● Passage shown
Wednesday, April 11, 2018 || By Michael Romain || @maywoodnews
Featured image: Maywood Park District officials and other community leaders break ground on renovations to 809 Madison St. on Tuesday. | VFP
Community leaders gathered in front of the former children’s receiving home at 809 Madison St. on April 10 to break ground on a $1.8 million renovation project that would allow the building to reopen this year as a community center.
The building, which was constructed in 1919, has been vacant for more than 15 years despite previous attempts by Maywood Park District officials to renovate it, the most notable of which happened more than a decade ago.
In March 2006, the park district was awarded a $1 million grant by the Illinois Department of Commerce & Economic Opportunity (DCEO). State Sen. Kimberly Lightford (4th) was instrumental in shepherding that funding through the General Assembly.

● Exercises to complete
1: Please reproduce the article on the 809 Madison St. renovation from "Wednesday, April 11, 2018" to "a community center.".
2: According to the article on the 809 Madison St. renovation, what grant did the park district receive in March 2006, and from which agency?

Stored items
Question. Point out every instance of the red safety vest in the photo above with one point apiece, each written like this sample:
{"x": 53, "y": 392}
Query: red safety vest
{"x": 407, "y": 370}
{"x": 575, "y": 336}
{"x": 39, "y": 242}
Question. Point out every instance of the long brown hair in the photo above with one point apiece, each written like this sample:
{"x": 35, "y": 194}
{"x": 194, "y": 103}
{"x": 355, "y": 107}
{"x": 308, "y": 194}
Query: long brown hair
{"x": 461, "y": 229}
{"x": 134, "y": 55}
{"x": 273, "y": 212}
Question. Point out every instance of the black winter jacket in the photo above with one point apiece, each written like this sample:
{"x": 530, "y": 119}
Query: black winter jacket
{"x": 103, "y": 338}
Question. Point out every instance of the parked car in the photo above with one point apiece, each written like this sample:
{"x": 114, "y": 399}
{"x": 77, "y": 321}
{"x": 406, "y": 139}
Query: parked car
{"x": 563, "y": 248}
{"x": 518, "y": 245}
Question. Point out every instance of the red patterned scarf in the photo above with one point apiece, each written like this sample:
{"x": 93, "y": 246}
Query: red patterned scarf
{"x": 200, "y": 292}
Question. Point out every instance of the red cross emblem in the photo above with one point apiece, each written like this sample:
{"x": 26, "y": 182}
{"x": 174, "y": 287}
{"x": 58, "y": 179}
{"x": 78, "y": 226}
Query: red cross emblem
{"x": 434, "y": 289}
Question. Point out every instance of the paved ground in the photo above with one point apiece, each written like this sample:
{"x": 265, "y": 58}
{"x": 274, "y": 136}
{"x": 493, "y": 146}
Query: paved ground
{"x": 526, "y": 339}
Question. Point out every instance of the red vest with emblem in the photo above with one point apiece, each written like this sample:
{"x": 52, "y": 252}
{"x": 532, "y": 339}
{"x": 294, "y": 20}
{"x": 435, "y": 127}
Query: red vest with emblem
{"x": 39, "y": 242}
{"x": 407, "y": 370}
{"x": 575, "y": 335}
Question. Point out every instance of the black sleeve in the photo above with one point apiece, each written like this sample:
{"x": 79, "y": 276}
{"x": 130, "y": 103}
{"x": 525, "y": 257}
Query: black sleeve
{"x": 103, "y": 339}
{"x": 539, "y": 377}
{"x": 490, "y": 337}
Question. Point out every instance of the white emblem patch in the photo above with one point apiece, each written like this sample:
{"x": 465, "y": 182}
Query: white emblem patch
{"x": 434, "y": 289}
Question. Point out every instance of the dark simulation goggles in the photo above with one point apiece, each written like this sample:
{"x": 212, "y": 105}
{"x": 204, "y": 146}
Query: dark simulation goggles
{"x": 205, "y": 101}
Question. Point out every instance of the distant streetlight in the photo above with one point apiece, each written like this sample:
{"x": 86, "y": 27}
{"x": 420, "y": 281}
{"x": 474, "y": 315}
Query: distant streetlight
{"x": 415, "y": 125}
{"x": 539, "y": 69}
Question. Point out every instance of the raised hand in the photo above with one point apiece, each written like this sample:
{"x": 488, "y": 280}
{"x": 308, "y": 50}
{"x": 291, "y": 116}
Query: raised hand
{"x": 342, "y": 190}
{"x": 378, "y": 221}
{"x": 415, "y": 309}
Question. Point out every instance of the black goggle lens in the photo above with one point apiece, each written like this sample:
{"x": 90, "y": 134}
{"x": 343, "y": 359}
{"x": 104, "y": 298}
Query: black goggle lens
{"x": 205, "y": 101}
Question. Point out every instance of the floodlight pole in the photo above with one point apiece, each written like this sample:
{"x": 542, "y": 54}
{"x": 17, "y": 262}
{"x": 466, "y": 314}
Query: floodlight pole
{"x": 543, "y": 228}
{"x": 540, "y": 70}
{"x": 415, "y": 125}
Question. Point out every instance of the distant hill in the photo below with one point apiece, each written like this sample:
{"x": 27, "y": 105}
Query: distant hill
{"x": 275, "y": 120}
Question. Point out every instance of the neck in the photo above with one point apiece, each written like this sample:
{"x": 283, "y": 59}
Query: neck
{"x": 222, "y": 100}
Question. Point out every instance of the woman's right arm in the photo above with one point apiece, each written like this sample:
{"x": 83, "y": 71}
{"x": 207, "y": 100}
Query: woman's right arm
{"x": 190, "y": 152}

● Response list
1:
Wednesday, April 11, 2018 || By Michael Romain || @maywoodnews
Featured image: Maywood Park District officials and other community leaders break ground on renovations to 809 Madison St. on Tuesday. | VFP
Community leaders gathered in front of the former children’s receiving home at 809 Madison St. on April 10 to break ground on a $1.8 million renovation project that would allow the building to reopen this year as a community center.

2: A $1 million grant from the Illinois Department of Commerce & Economic Opportunity (DCEO).